** start Records supplied **

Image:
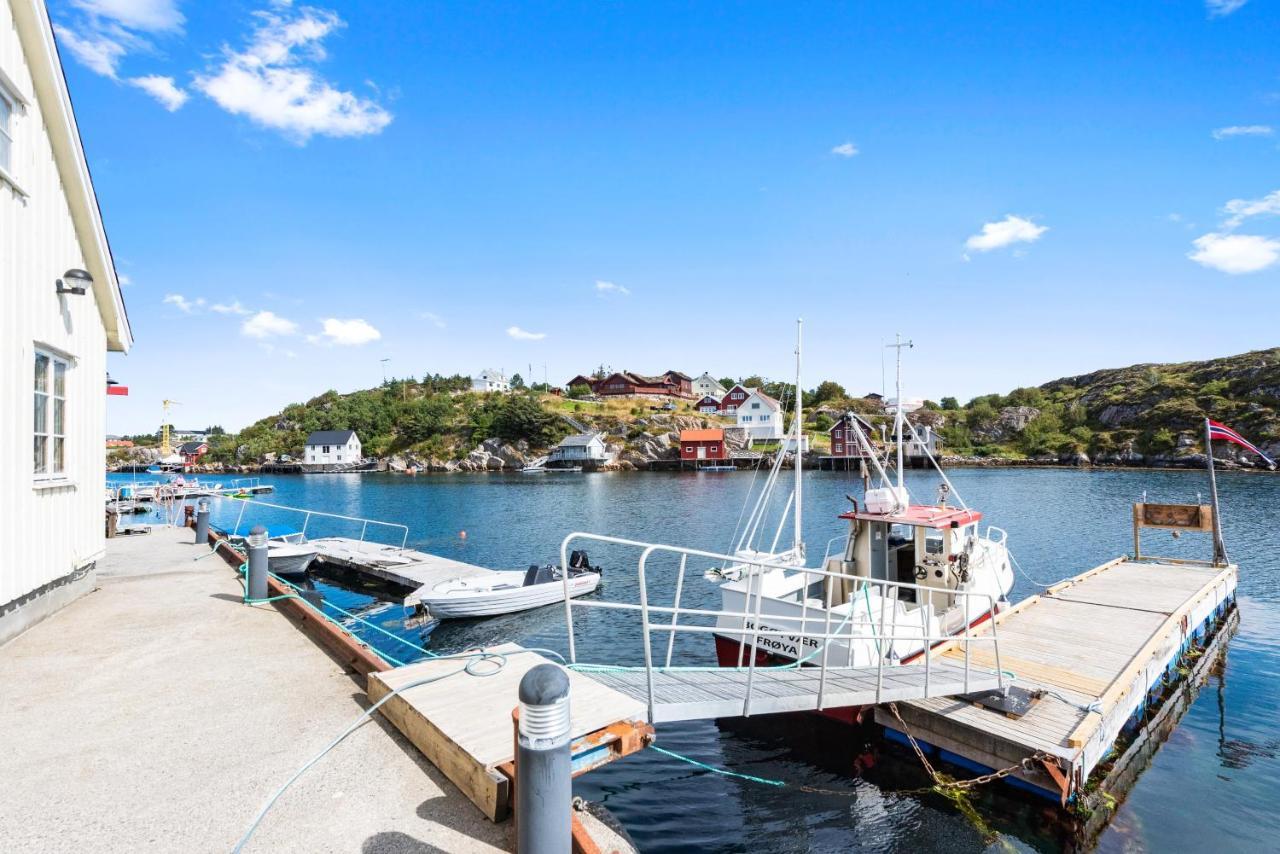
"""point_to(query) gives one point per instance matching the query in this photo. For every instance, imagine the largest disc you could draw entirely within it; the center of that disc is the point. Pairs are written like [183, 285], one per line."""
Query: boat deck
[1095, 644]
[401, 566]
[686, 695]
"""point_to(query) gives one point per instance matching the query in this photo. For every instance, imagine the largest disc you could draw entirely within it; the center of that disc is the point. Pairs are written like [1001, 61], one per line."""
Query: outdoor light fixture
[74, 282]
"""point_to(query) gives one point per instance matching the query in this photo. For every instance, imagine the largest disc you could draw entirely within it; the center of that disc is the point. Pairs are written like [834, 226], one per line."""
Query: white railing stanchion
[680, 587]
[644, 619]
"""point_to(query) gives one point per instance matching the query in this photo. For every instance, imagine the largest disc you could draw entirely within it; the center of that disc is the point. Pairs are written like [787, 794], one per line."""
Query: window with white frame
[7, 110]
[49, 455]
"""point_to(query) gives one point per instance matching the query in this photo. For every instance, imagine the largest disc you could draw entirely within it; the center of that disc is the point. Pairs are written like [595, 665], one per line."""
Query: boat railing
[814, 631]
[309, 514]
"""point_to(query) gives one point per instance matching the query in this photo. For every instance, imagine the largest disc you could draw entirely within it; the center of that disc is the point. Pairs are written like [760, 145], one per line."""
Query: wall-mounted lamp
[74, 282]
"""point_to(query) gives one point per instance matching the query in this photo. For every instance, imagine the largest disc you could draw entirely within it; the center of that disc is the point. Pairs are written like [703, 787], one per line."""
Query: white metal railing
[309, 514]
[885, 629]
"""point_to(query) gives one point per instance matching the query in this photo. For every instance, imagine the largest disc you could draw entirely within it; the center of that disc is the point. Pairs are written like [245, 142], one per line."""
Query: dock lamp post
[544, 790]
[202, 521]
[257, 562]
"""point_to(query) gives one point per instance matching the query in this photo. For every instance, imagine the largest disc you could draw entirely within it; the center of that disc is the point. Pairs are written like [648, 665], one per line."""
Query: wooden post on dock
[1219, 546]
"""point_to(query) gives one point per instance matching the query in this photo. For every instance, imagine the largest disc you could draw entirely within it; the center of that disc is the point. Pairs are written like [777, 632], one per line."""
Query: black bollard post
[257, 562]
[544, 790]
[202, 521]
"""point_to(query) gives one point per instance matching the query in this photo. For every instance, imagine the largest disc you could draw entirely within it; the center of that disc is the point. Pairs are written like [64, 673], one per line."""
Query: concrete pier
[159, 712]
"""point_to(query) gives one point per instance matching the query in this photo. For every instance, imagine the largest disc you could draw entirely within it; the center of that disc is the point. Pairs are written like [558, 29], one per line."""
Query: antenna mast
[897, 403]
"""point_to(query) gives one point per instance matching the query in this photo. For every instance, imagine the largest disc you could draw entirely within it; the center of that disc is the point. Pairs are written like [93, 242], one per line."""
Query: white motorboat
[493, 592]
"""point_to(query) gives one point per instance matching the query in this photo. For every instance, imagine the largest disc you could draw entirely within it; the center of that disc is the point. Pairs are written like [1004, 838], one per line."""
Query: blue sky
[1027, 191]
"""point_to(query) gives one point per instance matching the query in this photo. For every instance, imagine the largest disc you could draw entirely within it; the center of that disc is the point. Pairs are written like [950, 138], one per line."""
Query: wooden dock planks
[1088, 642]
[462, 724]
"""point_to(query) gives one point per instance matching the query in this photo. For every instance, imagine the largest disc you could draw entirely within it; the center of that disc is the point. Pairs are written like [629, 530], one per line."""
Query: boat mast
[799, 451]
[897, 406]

** end Records supplied **
** start Records supplied **

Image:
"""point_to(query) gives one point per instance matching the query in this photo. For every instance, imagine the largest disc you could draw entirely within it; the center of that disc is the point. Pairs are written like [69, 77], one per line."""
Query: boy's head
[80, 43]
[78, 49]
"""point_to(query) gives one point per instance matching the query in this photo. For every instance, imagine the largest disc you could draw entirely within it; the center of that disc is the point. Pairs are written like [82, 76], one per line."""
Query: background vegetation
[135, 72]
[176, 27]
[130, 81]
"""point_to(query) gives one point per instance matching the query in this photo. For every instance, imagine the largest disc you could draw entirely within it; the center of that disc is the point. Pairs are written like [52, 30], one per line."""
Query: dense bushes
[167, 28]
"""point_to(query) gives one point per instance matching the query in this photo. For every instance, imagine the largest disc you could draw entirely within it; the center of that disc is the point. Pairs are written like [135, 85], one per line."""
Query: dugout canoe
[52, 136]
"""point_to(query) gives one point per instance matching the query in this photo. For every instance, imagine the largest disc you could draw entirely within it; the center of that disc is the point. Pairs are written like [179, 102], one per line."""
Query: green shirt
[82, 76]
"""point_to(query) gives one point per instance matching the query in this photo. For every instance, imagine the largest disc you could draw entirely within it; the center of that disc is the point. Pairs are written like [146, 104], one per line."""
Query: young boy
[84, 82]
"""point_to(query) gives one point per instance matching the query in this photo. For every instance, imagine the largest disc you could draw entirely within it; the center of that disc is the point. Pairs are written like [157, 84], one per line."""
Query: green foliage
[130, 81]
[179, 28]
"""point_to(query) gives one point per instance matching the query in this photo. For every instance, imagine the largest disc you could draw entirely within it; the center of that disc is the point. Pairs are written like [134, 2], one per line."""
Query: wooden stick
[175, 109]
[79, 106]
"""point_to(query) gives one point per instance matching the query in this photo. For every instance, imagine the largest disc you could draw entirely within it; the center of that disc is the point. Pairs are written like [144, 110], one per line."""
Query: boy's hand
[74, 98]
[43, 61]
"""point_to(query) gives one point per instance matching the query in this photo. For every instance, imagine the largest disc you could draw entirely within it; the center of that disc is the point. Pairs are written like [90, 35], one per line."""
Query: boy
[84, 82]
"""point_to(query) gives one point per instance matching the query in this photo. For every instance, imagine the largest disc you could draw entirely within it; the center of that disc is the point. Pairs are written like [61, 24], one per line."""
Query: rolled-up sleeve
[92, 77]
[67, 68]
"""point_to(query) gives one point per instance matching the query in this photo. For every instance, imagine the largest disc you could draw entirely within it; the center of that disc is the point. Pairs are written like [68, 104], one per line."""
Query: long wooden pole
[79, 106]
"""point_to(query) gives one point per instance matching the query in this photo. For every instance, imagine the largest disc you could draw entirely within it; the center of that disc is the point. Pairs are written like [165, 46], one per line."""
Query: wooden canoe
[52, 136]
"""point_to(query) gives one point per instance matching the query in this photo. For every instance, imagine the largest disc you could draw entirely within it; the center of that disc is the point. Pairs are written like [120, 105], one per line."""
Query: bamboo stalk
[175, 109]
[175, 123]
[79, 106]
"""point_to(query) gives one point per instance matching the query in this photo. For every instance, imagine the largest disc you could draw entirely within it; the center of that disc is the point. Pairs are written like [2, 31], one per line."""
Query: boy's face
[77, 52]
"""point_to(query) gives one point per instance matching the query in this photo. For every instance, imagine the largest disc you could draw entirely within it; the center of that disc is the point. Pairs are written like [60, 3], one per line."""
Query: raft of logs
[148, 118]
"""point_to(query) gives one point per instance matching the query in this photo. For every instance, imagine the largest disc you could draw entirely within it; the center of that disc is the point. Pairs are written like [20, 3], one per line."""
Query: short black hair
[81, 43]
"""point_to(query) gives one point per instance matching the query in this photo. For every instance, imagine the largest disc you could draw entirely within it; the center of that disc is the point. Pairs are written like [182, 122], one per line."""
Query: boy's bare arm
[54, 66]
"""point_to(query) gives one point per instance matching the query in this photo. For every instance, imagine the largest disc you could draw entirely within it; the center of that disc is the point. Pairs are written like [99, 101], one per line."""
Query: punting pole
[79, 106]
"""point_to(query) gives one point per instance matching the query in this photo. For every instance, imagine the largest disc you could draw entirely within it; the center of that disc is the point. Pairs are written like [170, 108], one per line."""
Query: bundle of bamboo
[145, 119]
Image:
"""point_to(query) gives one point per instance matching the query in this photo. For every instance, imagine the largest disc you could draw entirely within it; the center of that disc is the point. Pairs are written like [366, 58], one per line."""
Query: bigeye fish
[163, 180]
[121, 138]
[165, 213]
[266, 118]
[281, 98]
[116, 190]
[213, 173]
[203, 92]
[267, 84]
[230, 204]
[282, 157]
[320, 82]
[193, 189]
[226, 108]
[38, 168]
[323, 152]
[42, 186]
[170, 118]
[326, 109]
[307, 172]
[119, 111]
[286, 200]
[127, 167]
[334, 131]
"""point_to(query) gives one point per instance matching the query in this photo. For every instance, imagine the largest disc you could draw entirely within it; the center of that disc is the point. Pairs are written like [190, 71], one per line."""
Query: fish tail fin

** end Records supplied **

=== What to do ===
Reproduce the data verbatim, starting at the line that contains "[648, 665], one" and ending after the line that contains "[1219, 546]".

=== Finished answer ===
"""point_to(query) gives one point per instance matching the query in this photo. For every instance, imagine the largest disc you could draw entirely within it; the center of that disc is the point. Pairs are written like [648, 665], one per line."""
Query: wooden post on dock
[1219, 546]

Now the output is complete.